- **Short problem**
Please gather every line of the entries below that contains the word "antenna" and list those lines.

==============================

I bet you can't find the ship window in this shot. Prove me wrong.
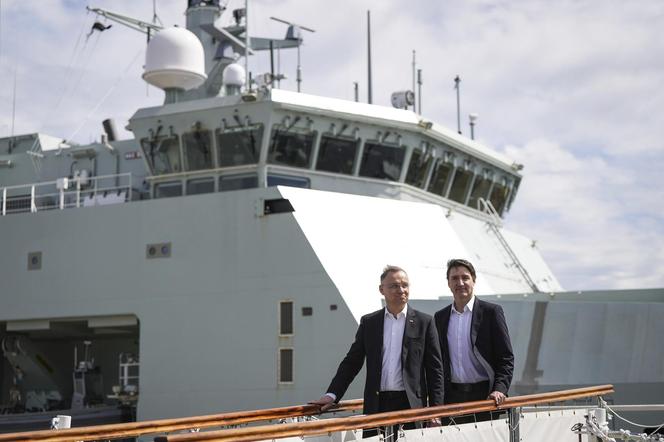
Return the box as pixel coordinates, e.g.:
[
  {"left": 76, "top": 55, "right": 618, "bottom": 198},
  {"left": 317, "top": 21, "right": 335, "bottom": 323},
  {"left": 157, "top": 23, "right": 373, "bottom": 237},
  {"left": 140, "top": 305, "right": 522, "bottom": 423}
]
[
  {"left": 316, "top": 135, "right": 357, "bottom": 175},
  {"left": 360, "top": 143, "right": 404, "bottom": 181},
  {"left": 141, "top": 137, "right": 182, "bottom": 175},
  {"left": 154, "top": 181, "right": 182, "bottom": 198},
  {"left": 468, "top": 175, "right": 491, "bottom": 209},
  {"left": 279, "top": 301, "right": 293, "bottom": 336},
  {"left": 267, "top": 174, "right": 311, "bottom": 189},
  {"left": 449, "top": 169, "right": 473, "bottom": 204},
  {"left": 427, "top": 160, "right": 452, "bottom": 196},
  {"left": 219, "top": 175, "right": 258, "bottom": 192},
  {"left": 217, "top": 124, "right": 263, "bottom": 167},
  {"left": 268, "top": 128, "right": 315, "bottom": 167},
  {"left": 406, "top": 149, "right": 433, "bottom": 188},
  {"left": 489, "top": 183, "right": 509, "bottom": 215},
  {"left": 182, "top": 130, "right": 212, "bottom": 170},
  {"left": 187, "top": 178, "right": 214, "bottom": 195},
  {"left": 279, "top": 348, "right": 293, "bottom": 383}
]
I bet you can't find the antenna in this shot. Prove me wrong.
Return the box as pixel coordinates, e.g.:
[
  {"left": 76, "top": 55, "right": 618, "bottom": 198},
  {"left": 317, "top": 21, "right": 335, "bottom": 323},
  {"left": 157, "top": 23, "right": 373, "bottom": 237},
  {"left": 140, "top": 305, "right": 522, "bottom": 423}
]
[
  {"left": 367, "top": 10, "right": 373, "bottom": 104},
  {"left": 468, "top": 113, "right": 479, "bottom": 140},
  {"left": 411, "top": 49, "right": 416, "bottom": 112},
  {"left": 454, "top": 75, "right": 461, "bottom": 135},
  {"left": 244, "top": 0, "right": 251, "bottom": 90},
  {"left": 11, "top": 66, "right": 16, "bottom": 137},
  {"left": 268, "top": 17, "right": 316, "bottom": 92},
  {"left": 417, "top": 69, "right": 422, "bottom": 115}
]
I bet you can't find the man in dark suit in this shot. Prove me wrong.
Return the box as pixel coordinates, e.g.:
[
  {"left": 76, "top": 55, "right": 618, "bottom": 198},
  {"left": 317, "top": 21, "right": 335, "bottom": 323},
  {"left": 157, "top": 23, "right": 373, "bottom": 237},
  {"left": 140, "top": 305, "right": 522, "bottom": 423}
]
[
  {"left": 434, "top": 259, "right": 514, "bottom": 410},
  {"left": 310, "top": 266, "right": 443, "bottom": 437}
]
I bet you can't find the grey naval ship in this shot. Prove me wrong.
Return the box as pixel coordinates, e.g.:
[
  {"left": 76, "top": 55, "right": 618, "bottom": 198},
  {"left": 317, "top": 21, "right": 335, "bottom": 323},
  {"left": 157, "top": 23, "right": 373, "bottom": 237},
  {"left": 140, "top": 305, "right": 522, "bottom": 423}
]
[{"left": 0, "top": 0, "right": 664, "bottom": 432}]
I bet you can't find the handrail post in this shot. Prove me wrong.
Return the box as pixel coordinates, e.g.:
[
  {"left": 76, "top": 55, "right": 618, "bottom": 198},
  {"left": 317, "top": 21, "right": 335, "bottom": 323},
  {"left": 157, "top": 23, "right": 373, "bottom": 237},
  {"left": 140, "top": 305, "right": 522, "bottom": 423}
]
[
  {"left": 508, "top": 407, "right": 521, "bottom": 442},
  {"left": 30, "top": 184, "right": 37, "bottom": 213}
]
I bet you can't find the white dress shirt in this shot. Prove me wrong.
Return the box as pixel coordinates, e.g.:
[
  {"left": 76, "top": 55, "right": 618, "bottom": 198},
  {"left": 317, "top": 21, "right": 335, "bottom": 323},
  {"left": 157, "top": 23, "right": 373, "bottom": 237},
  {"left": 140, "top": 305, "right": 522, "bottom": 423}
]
[
  {"left": 380, "top": 304, "right": 408, "bottom": 391},
  {"left": 447, "top": 296, "right": 489, "bottom": 384}
]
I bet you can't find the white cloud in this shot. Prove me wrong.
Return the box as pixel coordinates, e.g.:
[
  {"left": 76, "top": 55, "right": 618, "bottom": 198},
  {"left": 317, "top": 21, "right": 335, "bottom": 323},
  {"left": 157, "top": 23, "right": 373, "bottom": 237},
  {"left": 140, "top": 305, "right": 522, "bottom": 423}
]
[{"left": 0, "top": 0, "right": 664, "bottom": 289}]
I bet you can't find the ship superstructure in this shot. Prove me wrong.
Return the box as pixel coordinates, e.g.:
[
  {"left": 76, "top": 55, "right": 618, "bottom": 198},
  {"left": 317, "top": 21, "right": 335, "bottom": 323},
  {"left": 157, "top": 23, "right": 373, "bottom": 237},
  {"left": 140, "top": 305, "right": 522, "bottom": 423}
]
[{"left": 0, "top": 1, "right": 662, "bottom": 432}]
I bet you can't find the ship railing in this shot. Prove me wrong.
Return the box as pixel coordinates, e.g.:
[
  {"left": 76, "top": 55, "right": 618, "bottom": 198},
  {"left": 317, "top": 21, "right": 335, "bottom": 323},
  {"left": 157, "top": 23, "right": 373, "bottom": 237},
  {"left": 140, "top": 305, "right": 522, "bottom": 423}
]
[
  {"left": 0, "top": 173, "right": 133, "bottom": 216},
  {"left": 0, "top": 385, "right": 614, "bottom": 442}
]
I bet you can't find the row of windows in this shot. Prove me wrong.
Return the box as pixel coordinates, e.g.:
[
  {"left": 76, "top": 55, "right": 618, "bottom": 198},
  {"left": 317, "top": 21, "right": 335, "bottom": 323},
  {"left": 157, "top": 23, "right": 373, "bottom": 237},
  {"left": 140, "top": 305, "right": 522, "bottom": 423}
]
[{"left": 141, "top": 124, "right": 510, "bottom": 214}]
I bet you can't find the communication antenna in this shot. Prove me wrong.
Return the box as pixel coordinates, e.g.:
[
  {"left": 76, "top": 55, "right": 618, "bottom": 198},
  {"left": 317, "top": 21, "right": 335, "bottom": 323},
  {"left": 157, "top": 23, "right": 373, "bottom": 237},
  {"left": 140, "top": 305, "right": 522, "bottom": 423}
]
[
  {"left": 367, "top": 11, "right": 373, "bottom": 104},
  {"left": 417, "top": 69, "right": 422, "bottom": 115},
  {"left": 270, "top": 17, "right": 316, "bottom": 92},
  {"left": 411, "top": 49, "right": 419, "bottom": 111},
  {"left": 454, "top": 75, "right": 461, "bottom": 135}
]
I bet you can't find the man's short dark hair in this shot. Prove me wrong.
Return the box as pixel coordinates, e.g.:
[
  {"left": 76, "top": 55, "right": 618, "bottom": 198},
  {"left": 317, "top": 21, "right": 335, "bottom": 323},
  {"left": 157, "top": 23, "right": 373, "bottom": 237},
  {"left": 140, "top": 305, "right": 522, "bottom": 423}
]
[
  {"left": 446, "top": 258, "right": 477, "bottom": 281},
  {"left": 380, "top": 265, "right": 408, "bottom": 282}
]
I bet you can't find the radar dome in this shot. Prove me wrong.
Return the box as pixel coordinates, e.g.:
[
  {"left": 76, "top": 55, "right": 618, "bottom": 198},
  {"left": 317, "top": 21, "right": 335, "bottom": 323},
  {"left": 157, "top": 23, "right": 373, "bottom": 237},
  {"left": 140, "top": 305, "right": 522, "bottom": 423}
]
[{"left": 143, "top": 27, "right": 207, "bottom": 90}]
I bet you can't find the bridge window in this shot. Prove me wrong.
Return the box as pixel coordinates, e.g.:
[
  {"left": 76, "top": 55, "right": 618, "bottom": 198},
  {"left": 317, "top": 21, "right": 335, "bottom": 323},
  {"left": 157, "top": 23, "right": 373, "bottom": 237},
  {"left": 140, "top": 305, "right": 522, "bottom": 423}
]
[
  {"left": 360, "top": 143, "right": 404, "bottom": 181},
  {"left": 406, "top": 149, "right": 434, "bottom": 188},
  {"left": 449, "top": 169, "right": 473, "bottom": 204},
  {"left": 219, "top": 174, "right": 258, "bottom": 192},
  {"left": 468, "top": 175, "right": 491, "bottom": 209},
  {"left": 141, "top": 136, "right": 182, "bottom": 175},
  {"left": 154, "top": 181, "right": 182, "bottom": 198},
  {"left": 489, "top": 183, "right": 509, "bottom": 215},
  {"left": 217, "top": 124, "right": 263, "bottom": 167},
  {"left": 268, "top": 128, "right": 316, "bottom": 167},
  {"left": 316, "top": 135, "right": 358, "bottom": 175},
  {"left": 187, "top": 178, "right": 214, "bottom": 195},
  {"left": 267, "top": 174, "right": 311, "bottom": 189},
  {"left": 427, "top": 159, "right": 452, "bottom": 196},
  {"left": 182, "top": 130, "right": 213, "bottom": 170}
]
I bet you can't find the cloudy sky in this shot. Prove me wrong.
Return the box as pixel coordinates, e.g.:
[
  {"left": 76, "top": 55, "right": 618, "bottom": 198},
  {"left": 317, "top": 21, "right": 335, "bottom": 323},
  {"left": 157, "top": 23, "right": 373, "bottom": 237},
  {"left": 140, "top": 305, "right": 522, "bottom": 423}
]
[{"left": 0, "top": 0, "right": 664, "bottom": 290}]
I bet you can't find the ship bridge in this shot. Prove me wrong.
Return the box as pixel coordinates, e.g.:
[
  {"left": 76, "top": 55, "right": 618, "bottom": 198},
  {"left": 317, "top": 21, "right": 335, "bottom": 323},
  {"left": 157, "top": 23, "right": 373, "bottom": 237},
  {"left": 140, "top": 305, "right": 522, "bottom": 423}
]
[{"left": 129, "top": 89, "right": 521, "bottom": 220}]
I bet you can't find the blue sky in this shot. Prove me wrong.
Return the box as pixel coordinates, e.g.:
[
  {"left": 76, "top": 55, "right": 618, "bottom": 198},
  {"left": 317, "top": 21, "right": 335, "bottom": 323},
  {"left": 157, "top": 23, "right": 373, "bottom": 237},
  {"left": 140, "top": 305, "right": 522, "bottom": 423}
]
[{"left": 0, "top": 0, "right": 664, "bottom": 290}]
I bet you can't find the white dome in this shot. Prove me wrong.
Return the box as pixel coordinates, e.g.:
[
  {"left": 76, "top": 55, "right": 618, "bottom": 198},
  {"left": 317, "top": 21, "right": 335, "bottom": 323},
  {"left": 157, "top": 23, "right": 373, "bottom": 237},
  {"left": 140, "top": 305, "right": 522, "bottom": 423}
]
[
  {"left": 143, "top": 27, "right": 207, "bottom": 90},
  {"left": 222, "top": 63, "right": 247, "bottom": 87}
]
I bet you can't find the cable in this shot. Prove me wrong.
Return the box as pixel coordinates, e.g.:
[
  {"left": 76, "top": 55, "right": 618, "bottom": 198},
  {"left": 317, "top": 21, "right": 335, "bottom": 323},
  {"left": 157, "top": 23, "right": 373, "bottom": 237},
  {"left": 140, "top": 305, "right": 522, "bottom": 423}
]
[
  {"left": 67, "top": 48, "right": 143, "bottom": 141},
  {"left": 604, "top": 403, "right": 664, "bottom": 431}
]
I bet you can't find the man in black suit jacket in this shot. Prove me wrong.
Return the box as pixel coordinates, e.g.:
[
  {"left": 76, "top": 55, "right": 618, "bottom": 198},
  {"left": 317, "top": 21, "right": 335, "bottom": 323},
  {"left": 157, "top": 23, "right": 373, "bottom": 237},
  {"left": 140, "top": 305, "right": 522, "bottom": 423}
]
[
  {"left": 310, "top": 266, "right": 443, "bottom": 437},
  {"left": 434, "top": 259, "right": 514, "bottom": 408}
]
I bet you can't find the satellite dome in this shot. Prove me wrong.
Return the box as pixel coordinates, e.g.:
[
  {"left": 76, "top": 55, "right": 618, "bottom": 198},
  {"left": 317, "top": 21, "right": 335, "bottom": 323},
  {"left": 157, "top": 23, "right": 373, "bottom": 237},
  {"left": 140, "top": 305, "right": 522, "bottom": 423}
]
[{"left": 143, "top": 27, "right": 207, "bottom": 90}]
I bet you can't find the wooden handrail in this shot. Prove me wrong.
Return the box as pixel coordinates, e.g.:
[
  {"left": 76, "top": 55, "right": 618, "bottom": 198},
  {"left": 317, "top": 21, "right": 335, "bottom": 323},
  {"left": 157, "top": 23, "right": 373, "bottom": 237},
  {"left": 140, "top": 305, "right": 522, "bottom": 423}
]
[
  {"left": 0, "top": 399, "right": 363, "bottom": 442},
  {"left": 160, "top": 385, "right": 614, "bottom": 442}
]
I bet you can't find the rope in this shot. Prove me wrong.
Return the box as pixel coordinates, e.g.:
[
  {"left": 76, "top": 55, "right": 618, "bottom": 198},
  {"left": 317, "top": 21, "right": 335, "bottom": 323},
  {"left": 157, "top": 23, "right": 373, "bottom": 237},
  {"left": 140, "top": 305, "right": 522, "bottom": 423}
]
[
  {"left": 604, "top": 403, "right": 664, "bottom": 434},
  {"left": 67, "top": 49, "right": 143, "bottom": 140}
]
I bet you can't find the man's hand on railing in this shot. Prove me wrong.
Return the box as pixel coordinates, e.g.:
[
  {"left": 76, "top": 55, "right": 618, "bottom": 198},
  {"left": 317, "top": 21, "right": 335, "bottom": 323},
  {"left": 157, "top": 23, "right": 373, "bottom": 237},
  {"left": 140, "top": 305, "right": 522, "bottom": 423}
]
[
  {"left": 307, "top": 395, "right": 336, "bottom": 413},
  {"left": 488, "top": 391, "right": 506, "bottom": 405}
]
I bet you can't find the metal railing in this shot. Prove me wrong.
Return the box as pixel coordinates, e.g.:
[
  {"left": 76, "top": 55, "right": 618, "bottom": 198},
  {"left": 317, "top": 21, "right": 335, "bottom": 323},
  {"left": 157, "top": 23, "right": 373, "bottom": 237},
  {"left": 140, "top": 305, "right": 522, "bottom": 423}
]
[
  {"left": 0, "top": 385, "right": 613, "bottom": 442},
  {"left": 0, "top": 173, "right": 133, "bottom": 216}
]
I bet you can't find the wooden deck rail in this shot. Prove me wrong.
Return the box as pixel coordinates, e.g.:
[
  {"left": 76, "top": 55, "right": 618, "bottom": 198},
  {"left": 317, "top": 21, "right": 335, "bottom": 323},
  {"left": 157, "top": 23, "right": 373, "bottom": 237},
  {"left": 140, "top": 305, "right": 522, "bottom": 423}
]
[
  {"left": 0, "top": 399, "right": 362, "bottom": 442},
  {"left": 160, "top": 385, "right": 613, "bottom": 442}
]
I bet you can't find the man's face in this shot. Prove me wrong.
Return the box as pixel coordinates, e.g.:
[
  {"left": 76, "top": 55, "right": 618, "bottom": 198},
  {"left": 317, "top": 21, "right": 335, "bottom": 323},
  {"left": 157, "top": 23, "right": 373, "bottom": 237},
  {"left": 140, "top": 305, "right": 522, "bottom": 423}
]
[
  {"left": 447, "top": 266, "right": 475, "bottom": 307},
  {"left": 378, "top": 271, "right": 410, "bottom": 313}
]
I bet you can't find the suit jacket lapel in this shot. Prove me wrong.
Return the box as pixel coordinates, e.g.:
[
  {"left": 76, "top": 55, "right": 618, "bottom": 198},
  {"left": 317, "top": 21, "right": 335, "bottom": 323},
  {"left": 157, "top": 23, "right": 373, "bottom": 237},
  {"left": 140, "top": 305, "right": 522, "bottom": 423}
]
[
  {"left": 470, "top": 297, "right": 482, "bottom": 347},
  {"left": 401, "top": 307, "right": 417, "bottom": 369}
]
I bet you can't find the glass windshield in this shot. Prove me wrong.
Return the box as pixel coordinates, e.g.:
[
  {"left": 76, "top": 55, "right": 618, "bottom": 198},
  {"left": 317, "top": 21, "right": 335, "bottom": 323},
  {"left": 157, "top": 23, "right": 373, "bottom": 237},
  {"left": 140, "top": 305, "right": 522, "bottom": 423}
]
[
  {"left": 427, "top": 160, "right": 452, "bottom": 196},
  {"left": 468, "top": 175, "right": 491, "bottom": 209},
  {"left": 217, "top": 124, "right": 263, "bottom": 167},
  {"left": 406, "top": 149, "right": 433, "bottom": 187},
  {"left": 182, "top": 130, "right": 213, "bottom": 170},
  {"left": 141, "top": 136, "right": 182, "bottom": 175},
  {"left": 268, "top": 128, "right": 315, "bottom": 167},
  {"left": 316, "top": 135, "right": 357, "bottom": 175},
  {"left": 360, "top": 143, "right": 404, "bottom": 181},
  {"left": 449, "top": 169, "right": 473, "bottom": 204}
]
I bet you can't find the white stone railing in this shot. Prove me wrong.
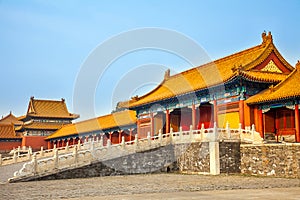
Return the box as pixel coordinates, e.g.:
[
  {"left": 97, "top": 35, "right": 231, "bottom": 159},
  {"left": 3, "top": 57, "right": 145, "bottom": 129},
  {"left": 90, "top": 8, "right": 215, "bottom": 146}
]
[
  {"left": 11, "top": 124, "right": 263, "bottom": 180},
  {"left": 0, "top": 141, "right": 88, "bottom": 166}
]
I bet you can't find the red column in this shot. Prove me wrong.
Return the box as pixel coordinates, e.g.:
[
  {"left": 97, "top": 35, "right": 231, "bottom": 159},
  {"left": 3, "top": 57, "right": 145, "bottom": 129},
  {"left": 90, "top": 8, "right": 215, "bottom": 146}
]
[
  {"left": 119, "top": 131, "right": 122, "bottom": 144},
  {"left": 275, "top": 111, "right": 279, "bottom": 131},
  {"left": 61, "top": 139, "right": 65, "bottom": 147},
  {"left": 239, "top": 99, "right": 245, "bottom": 128},
  {"left": 129, "top": 128, "right": 132, "bottom": 141},
  {"left": 47, "top": 141, "right": 51, "bottom": 149},
  {"left": 150, "top": 113, "right": 154, "bottom": 137},
  {"left": 258, "top": 109, "right": 265, "bottom": 138},
  {"left": 136, "top": 119, "right": 141, "bottom": 138},
  {"left": 214, "top": 99, "right": 218, "bottom": 126},
  {"left": 295, "top": 104, "right": 300, "bottom": 142},
  {"left": 166, "top": 110, "right": 170, "bottom": 133},
  {"left": 192, "top": 104, "right": 197, "bottom": 130},
  {"left": 109, "top": 132, "right": 113, "bottom": 142}
]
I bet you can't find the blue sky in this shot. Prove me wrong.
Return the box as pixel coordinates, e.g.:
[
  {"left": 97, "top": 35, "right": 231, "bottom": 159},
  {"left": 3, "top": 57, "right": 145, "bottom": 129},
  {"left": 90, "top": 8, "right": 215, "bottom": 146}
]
[{"left": 0, "top": 0, "right": 300, "bottom": 120}]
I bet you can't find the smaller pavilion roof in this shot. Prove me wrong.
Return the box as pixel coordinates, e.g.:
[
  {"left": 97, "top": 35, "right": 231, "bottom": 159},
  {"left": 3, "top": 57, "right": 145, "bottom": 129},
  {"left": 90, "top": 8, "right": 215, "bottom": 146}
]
[
  {"left": 0, "top": 124, "right": 22, "bottom": 139},
  {"left": 46, "top": 110, "right": 136, "bottom": 140},
  {"left": 0, "top": 112, "right": 23, "bottom": 125},
  {"left": 25, "top": 97, "right": 79, "bottom": 119},
  {"left": 246, "top": 61, "right": 300, "bottom": 105}
]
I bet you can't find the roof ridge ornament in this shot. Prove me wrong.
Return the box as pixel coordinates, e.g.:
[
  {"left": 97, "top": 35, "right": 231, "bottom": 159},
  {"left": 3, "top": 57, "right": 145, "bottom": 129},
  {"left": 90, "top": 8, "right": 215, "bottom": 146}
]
[
  {"left": 261, "top": 31, "right": 273, "bottom": 44},
  {"left": 164, "top": 69, "right": 170, "bottom": 80}
]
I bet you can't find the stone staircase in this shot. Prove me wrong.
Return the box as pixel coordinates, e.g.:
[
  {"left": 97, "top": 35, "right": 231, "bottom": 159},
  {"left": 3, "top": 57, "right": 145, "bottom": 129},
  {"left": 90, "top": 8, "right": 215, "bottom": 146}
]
[{"left": 0, "top": 124, "right": 263, "bottom": 182}]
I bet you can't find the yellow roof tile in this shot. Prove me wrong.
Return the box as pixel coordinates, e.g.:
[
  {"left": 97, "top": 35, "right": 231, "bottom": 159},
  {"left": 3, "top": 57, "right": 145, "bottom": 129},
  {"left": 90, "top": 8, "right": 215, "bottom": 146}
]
[
  {"left": 46, "top": 110, "right": 136, "bottom": 139},
  {"left": 246, "top": 62, "right": 300, "bottom": 105},
  {"left": 23, "top": 122, "right": 63, "bottom": 130},
  {"left": 27, "top": 97, "right": 79, "bottom": 119},
  {"left": 0, "top": 124, "right": 21, "bottom": 139}
]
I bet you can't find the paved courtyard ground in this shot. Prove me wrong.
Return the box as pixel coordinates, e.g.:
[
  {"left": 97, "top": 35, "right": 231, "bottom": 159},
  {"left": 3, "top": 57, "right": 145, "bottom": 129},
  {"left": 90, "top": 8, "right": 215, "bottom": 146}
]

==============================

- **Answer to this task**
I bet you can't find the antenna in this shot. Prove me wrong.
I bet you can't find the communication antenna in this shot. Prove me wrong.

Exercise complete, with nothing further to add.